**Source text:**
:::::
A Short History | Late Romantic | Classical

The political structure of Europe changed greatly during the second half of the nineteenth century. Germany and Italy became united countries under supreme rulers. The Habsburgs’ Austrian Empire, ruled from Vienna, became fragmented into Austria-Hungary.

The borders of this new confederation contained the cauldron of difficulties that eventually developed into the confrontations which culminated in World War I in 1914.

The sense of a changing world gradually led to greater polarity between those bent on reforms and those wanting to resist and suppress change. The growing sense of political frustration in some cases led to more radical attempts to alter the status quo, which invited more stringent measures to suppress them. In other cases it led to an intellectual and artistic removal from world affairs, a personal withdrawal from reality to private dreams, self-absorption or despair. The presence of powerful, often repressive, centres of government led to increasing demands for self-determination by subjugated parts of Europe, often inspired by musical and other nationalist works of art. In the earlier part of the nineteenth century, Germany had been challenging for the intellectual leadership of Europe, in instrumental music as well as in other fields. Now, in the latter part of the century, Germany used its own intellectual development to help define and secure its identity, and eventual unification, by an exploration of, and admiration for, its national folk-tales, ancient sagas and peasant ballads.
:::::
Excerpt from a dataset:
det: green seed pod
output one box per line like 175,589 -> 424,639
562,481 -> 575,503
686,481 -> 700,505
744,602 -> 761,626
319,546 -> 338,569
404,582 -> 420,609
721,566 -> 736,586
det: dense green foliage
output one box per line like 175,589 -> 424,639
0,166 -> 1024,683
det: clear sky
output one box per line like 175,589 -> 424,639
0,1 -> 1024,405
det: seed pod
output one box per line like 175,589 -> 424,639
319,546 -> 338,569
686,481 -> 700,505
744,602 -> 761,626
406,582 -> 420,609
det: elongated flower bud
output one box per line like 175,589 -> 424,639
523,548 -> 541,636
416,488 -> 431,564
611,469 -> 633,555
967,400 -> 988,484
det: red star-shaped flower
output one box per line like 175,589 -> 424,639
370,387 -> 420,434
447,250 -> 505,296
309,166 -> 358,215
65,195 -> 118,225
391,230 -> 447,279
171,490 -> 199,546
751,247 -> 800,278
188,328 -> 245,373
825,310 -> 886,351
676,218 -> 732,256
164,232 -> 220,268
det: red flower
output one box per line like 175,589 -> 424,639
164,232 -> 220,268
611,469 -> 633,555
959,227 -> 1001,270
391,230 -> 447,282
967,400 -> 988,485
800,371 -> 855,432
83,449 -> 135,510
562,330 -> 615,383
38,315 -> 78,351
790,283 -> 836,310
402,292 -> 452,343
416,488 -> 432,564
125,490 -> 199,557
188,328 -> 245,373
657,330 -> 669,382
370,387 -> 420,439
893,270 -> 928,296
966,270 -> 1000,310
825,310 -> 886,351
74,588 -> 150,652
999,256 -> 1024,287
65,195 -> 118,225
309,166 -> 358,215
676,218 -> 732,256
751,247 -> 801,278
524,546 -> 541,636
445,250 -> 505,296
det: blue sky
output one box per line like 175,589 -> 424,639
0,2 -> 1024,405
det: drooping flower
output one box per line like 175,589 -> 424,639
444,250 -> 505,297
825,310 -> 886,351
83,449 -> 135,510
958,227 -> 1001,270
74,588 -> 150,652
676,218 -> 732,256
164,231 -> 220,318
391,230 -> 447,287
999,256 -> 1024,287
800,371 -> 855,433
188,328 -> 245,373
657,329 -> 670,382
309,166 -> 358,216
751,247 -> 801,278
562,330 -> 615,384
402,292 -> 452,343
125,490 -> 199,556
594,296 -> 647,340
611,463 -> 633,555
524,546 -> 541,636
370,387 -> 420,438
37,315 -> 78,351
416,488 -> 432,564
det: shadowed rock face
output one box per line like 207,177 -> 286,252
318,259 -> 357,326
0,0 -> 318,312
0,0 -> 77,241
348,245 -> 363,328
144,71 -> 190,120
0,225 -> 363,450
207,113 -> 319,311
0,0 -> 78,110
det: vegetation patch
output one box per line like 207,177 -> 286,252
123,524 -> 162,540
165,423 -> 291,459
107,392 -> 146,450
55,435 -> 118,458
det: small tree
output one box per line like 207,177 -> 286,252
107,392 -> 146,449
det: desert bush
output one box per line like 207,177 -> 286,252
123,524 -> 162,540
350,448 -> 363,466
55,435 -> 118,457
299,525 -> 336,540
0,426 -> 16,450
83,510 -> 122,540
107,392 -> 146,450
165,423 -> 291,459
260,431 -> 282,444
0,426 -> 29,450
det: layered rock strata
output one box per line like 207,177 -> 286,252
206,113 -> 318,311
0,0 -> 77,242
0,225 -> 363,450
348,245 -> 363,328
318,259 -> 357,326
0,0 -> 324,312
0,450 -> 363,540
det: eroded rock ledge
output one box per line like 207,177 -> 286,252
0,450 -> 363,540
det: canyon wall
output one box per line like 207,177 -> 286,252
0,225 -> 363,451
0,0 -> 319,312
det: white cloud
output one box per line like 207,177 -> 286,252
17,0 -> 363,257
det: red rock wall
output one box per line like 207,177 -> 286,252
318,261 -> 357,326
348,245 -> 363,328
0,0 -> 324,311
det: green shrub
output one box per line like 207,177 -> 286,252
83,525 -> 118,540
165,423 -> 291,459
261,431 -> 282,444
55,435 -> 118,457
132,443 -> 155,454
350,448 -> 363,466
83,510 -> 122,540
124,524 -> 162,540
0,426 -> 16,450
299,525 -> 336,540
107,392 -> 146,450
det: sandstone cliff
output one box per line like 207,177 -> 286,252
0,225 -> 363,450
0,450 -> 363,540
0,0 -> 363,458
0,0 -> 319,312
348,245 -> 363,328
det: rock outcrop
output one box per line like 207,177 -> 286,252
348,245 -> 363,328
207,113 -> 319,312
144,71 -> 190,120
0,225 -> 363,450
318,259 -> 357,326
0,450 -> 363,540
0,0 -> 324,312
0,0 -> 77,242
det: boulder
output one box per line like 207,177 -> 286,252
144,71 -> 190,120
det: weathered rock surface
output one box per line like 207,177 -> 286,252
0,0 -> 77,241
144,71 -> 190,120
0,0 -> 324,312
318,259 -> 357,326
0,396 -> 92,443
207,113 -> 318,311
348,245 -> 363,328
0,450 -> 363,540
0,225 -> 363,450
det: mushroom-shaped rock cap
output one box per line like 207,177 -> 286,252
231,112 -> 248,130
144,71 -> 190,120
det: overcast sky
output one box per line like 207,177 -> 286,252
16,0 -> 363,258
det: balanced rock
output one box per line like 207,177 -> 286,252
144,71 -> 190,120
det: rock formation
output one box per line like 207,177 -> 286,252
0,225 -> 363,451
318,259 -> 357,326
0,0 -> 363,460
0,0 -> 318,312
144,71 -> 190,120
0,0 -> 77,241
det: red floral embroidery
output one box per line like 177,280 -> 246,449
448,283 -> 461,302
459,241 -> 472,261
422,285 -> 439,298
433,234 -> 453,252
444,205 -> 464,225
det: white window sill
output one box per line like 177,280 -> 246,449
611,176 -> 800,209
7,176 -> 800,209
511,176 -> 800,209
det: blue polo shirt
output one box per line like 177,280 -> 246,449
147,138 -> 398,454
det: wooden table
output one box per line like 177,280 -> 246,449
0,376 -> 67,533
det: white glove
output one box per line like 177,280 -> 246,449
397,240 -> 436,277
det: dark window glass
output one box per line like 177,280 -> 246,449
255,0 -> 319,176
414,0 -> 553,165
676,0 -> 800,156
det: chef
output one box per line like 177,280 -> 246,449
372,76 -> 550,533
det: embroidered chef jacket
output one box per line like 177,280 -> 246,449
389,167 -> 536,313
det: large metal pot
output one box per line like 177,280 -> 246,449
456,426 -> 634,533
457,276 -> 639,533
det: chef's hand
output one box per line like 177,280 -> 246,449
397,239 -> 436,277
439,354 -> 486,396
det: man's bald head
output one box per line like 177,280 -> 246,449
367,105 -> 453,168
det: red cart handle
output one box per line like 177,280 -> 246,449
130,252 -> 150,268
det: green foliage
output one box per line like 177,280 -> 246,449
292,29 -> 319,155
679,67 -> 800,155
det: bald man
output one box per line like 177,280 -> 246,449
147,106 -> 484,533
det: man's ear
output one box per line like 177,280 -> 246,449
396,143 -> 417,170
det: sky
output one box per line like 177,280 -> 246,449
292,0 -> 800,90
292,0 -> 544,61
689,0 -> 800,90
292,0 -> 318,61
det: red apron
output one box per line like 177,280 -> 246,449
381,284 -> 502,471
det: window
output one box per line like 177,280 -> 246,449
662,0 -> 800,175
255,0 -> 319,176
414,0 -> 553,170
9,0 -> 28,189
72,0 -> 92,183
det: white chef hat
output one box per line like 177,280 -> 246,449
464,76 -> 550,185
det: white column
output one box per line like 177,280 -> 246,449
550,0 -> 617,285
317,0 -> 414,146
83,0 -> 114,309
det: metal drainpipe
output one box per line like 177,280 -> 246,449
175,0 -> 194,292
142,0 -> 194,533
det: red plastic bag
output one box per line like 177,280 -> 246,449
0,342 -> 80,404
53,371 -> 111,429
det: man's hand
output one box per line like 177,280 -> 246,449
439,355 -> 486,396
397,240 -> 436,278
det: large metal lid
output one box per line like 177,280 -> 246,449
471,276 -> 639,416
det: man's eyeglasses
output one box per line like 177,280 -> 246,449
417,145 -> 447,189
:::::
**The tasks:**
(1) From the passage on late nineteenth-century Europe, extract the text starting at "The political structure" and ending at "fragmented into Austria-Hungary.".
(2) In the passage on late nineteenth-century Europe, what does the text say brought about the growing demands for self-determination by subjugated parts of Europe?
(3) Answer these questions using the passage on late nineteenth-century Europe:
(a) Which two countries became united under supreme rulers?
(b) In what year did World War I begin?
(c) In the latter part of the century, what did Germany explore and admire to help define its identity?

**Final answers:**
(1)
The political structure of Europe changed greatly during the second half of the nineteenth century. Germany and Italy became united countries under supreme rulers. The Habsburgs’ Austrian Empire, ruled from Vienna, became fragmented into Austria-Hungary.

(2) The presence of powerful, often repressive, centres of government brought about these demands. Musical and other nationalist works of art often inspired them.

(3)
(a) Germany and Italy.
(b) 1914.
(c) Its national folk-tales, ancient sagas and peasant ballads.